**引用文**
-*-
2001年7月23日の会談
 
―パワフル本望選手と渡辺治会長の話し合いについて―
 
 
   23日、コミッションで行われた小島茂氏立ち会いのオサム側と本望側の話し合いについて、本望選手の意見や同席した尾崎氏の話などを総合してお伝えします。例によって、本望選手よりの関係者から出ている情報であることをお断りしておかねばなりません。ただ、僕(粂川)は、以下の記述はほぼすべて事実だろうと考えています。
 
 これまで小島氏の呼びかけを拒否していたオサムジム側でしたが、この日は選手が出場する日であったため応じたようです。本望選手と、彼と行動をともにした金子大吾選手、バズーガ元吉選手を含めた3選手は、自分たちで20万を弁護士に払って委任状を書いています。
-*-
**提供データ**
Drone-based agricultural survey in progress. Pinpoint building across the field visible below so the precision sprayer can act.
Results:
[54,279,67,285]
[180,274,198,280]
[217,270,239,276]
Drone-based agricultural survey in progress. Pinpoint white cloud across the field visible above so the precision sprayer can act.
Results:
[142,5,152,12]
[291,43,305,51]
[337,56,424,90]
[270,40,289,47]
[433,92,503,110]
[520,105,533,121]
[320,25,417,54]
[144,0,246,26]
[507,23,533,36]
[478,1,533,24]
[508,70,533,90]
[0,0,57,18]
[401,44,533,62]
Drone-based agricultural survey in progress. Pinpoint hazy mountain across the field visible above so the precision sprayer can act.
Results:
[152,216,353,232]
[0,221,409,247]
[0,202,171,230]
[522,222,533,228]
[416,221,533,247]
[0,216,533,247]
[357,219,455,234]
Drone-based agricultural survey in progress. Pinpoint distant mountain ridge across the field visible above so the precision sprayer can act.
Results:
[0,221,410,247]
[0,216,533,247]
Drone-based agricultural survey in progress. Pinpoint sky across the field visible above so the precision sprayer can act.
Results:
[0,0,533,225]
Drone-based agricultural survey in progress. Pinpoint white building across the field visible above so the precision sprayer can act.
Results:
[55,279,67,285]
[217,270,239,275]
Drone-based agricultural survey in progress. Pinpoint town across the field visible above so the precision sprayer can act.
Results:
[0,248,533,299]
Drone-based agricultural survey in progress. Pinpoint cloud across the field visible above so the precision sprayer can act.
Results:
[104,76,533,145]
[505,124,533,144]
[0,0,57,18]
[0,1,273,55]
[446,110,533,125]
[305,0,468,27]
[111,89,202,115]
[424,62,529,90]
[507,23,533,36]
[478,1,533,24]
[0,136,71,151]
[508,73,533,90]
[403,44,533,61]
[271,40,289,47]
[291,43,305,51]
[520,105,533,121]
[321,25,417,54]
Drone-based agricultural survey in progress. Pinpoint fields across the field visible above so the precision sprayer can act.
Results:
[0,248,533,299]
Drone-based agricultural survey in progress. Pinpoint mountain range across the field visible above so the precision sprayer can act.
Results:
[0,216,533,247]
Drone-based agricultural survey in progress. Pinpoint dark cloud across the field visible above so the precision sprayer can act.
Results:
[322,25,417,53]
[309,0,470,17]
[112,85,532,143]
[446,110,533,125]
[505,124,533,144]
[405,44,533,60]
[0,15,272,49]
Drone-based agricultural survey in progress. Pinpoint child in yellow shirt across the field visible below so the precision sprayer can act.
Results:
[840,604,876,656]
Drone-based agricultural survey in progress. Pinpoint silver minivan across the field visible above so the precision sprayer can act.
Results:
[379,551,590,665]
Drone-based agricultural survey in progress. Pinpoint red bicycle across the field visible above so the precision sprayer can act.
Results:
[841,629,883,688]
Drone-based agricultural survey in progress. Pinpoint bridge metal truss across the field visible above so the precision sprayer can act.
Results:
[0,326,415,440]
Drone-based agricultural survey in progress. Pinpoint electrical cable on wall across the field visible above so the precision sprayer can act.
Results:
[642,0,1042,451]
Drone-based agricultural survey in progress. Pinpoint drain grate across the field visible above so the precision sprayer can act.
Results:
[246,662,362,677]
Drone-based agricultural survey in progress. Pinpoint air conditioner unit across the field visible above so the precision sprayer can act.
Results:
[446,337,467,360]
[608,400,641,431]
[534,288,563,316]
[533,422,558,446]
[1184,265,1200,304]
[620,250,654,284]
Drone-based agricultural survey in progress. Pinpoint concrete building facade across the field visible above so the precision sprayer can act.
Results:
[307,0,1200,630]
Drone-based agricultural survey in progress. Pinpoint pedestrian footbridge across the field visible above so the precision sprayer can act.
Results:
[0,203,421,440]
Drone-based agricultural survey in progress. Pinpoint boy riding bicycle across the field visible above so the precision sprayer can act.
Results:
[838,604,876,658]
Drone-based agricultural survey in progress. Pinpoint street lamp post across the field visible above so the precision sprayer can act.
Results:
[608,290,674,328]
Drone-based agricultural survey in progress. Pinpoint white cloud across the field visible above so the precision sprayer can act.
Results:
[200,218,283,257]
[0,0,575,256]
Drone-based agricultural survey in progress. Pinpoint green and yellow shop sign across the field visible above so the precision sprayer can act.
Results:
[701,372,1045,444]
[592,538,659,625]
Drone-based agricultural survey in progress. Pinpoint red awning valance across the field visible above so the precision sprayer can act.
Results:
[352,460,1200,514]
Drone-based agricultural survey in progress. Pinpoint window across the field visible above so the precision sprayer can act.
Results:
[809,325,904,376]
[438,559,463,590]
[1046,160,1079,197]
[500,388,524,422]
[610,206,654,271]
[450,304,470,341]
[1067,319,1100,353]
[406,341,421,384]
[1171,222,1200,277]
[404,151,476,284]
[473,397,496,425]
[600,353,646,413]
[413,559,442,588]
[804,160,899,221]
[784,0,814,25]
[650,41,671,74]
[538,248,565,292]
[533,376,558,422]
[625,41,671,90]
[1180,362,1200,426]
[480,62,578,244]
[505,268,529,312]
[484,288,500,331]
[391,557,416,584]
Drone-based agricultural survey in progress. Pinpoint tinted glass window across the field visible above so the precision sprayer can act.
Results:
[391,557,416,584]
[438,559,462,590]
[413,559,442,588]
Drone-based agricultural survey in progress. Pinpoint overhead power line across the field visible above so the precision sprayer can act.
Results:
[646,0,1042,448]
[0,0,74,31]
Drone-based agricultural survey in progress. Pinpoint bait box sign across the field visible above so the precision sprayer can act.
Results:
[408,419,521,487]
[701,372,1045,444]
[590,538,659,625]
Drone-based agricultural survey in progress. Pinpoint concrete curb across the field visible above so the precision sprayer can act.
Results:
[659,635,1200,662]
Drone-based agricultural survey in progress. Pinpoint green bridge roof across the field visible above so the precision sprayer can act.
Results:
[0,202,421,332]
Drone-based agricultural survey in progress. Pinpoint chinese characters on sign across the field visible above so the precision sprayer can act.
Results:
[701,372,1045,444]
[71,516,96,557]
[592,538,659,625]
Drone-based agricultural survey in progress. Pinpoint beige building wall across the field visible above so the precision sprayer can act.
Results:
-*-
引用文によると、本望選手を含む3選手は、委任状を書くにあたって弁護士にいくら払いましたか。 データは引用文とは無関係です。

自分たちで20万を払いました。